TASK TO CARRY OUT →
Output the material below unchanged, apart from leaving out the pictures.

* start PROVIDED DATA *

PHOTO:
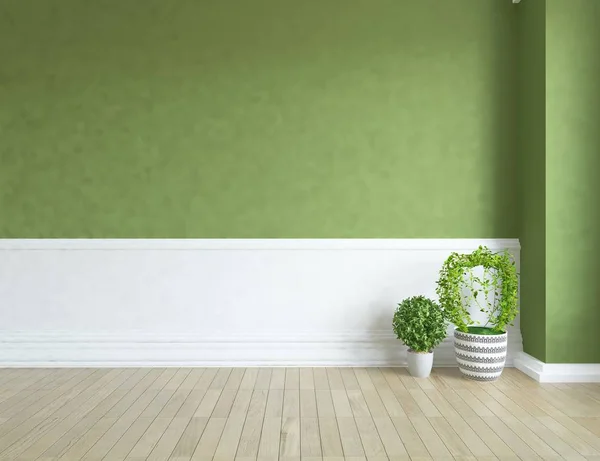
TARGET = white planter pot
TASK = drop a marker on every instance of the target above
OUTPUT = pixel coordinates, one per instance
(419, 363)
(480, 357)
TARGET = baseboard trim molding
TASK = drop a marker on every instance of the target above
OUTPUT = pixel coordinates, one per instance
(557, 372)
(259, 244)
(375, 348)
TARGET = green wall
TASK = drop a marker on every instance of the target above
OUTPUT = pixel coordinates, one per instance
(572, 183)
(558, 140)
(531, 138)
(262, 118)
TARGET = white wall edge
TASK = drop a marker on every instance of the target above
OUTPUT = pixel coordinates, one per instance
(557, 372)
(259, 244)
(376, 348)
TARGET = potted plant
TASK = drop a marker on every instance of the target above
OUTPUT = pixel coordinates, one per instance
(480, 349)
(419, 323)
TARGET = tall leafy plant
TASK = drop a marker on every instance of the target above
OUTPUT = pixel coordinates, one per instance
(419, 323)
(499, 281)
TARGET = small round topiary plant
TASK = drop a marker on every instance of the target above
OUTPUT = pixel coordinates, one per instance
(499, 279)
(419, 323)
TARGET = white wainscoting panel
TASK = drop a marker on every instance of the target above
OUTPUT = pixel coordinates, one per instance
(557, 372)
(136, 302)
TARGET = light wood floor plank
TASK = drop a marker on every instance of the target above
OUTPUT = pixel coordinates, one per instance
(335, 379)
(310, 439)
(263, 380)
(306, 378)
(249, 379)
(268, 449)
(210, 439)
(370, 438)
(277, 378)
(350, 438)
(189, 439)
(289, 445)
(324, 404)
(291, 414)
(292, 378)
(291, 403)
(320, 378)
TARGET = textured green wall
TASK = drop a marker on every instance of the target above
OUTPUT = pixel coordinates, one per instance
(572, 184)
(531, 138)
(262, 118)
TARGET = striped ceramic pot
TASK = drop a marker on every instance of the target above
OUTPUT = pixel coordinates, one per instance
(480, 357)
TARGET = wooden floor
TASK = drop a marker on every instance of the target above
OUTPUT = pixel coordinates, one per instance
(291, 414)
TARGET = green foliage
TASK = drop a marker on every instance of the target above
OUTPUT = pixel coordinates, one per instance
(419, 323)
(499, 279)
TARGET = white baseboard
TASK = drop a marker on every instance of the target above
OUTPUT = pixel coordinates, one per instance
(377, 348)
(244, 302)
(557, 372)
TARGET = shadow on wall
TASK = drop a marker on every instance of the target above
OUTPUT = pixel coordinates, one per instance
(592, 169)
(504, 78)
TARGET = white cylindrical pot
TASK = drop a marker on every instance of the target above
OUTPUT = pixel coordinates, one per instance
(419, 363)
(480, 357)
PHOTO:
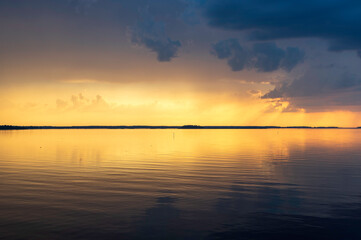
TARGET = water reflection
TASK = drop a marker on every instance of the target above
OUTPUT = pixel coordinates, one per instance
(180, 184)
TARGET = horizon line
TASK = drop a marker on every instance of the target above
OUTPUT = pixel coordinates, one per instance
(18, 127)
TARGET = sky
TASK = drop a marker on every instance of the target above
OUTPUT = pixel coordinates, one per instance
(177, 62)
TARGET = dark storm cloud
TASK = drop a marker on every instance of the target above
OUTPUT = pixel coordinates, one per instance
(152, 35)
(318, 81)
(338, 21)
(263, 57)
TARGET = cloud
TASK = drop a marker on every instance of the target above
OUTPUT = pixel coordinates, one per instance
(151, 34)
(263, 57)
(321, 89)
(339, 22)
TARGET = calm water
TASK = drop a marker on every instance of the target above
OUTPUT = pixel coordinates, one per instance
(180, 184)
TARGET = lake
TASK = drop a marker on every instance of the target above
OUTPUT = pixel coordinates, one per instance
(180, 184)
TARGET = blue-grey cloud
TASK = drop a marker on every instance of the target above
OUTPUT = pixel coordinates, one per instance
(151, 34)
(337, 21)
(263, 57)
(316, 82)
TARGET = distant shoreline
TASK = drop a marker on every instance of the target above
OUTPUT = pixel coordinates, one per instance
(11, 127)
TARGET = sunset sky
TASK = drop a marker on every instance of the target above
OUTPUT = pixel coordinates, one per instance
(176, 62)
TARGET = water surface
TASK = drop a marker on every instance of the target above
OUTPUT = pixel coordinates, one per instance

* end PROVIDED DATA *

EXERCISE RESULT →
PHOTO:
TARGET = white planter pot
TASK = drop a marker on every instance of the target above
OUTPUT = pixel coordinates, one per instance
(419, 363)
(480, 357)
TARGET = baseboard trim molding
TASK = drop a marker on every instance of the target above
OUTPUT = pixel coordinates, one per instance
(557, 372)
(259, 244)
(375, 348)
TARGET = green wall
TASK = drop a marker on every instance of the target above
OUTPUT = pixel coordinates, one per instance
(572, 183)
(558, 140)
(531, 138)
(262, 118)
TARGET = white wall edge
TASK = drop a marker on every instance of the target above
OUTPUT = pixel coordinates, one per instance
(557, 372)
(259, 244)
(376, 348)
TARGET = potted plant
TASK = drop a marker on every instance of the target above
OUTPUT = pixel coordinates, one per instance
(480, 349)
(419, 323)
TARGET = tall leafy plant
TASK = drop a marker on every instance of the target above
OUTPUT = pixel coordinates, one per instance
(419, 323)
(499, 281)
TARGET = small round topiary plant
TASK = drop a marker on every instance of the target above
OUTPUT = pixel coordinates, one per instance
(499, 279)
(419, 323)
TARGET = white wainscoting panel
TASK = drop a marker on every instance of the target above
OUTPUT = pixel coordinates, one per instance
(557, 372)
(136, 302)
TARGET = light wood floor plank
TASK = drop a marker on every instance of the target above
OUTPUT = pixel coordinates, one per instance
(335, 379)
(310, 439)
(263, 380)
(306, 378)
(249, 379)
(268, 449)
(210, 439)
(370, 438)
(277, 378)
(350, 438)
(189, 439)
(289, 445)
(324, 404)
(291, 414)
(292, 378)
(291, 403)
(320, 378)
TARGET = textured green wall
TASK = drop a marker on every instance of the target above
OUTPUT = pixel coordinates, one per instance
(572, 184)
(531, 138)
(262, 118)
TARGET = striped ceramic pot
TASK = drop a marker on every instance of the target above
OUTPUT = pixel coordinates, one per instance
(480, 357)
TARGET = wooden floor
TASK = drop a marker on every instance of the target above
OUTPUT = pixel coordinates, one per instance
(291, 414)
TARGET = green foliage
TASK = drop a marker on every instance of the target above
OUTPUT = pixel coordinates, one per instance
(419, 323)
(499, 279)
TARGET = white baseboard
TASK = drop a marker on every instance of the target above
OUTPUT = pixel coordinates, one per instance
(377, 348)
(244, 302)
(557, 372)
TARGET = shadow on wall
TASK = drop a marker on every instance of the target above
OUTPUT = pixel coordinates, one per instance
(592, 169)
(504, 78)
TARGET = white cylindrical pot
TASK = drop a marker on every instance of the target above
OUTPUT = pixel coordinates, one per instance
(419, 363)
(480, 357)
PHOTO:
TARGET = water reflection
TASK = drop a marker on every instance of the target above
OUTPUT = pixel coordinates, one per instance
(180, 184)
TARGET = horizon line
TASK = drop a marker on every instance of the target above
OUTPUT = pixel coordinates, one per instance
(18, 127)
TARGET = sky
TASK = drop a marker on every instance of the target above
OUTPUT = pixel coordinates, one per instance
(177, 62)
TARGET = dark storm cloud
TASK = drop a marker on every instance of the target above
OUTPUT = pixel coordinates, one per instance
(152, 35)
(318, 81)
(338, 21)
(263, 57)
TARGET = cloud
TASK = drop a marker on every instance of the target above
OUTPUT = pixel coordinates, one per instance
(151, 34)
(263, 57)
(321, 89)
(339, 22)
TARGET = calm water
TASK = drop a marker on every instance of the target above
OUTPUT = pixel coordinates, one per instance
(180, 184)
TARGET = lake
TASK = drop a marker on every instance of the target above
OUTPUT = pixel coordinates, one per instance
(180, 184)
TARGET = blue-grey cloud
TASK = drop a marker on every instance of the target above
OUTPUT = pixel coordinates, one per instance
(151, 34)
(337, 21)
(263, 57)
(316, 82)
TARGET = distant shoreline
TASK = drop a marker on every instance of the target above
OUTPUT = pixel coordinates, one per instance
(11, 127)
TARGET = sunset sky
TASK = drop a marker on every instance of the target above
OUTPUT = pixel coordinates, one per instance
(176, 62)
TARGET = water surface
TASK = drop a marker on every instance of the target above
OUTPUT = pixel coordinates, one per instance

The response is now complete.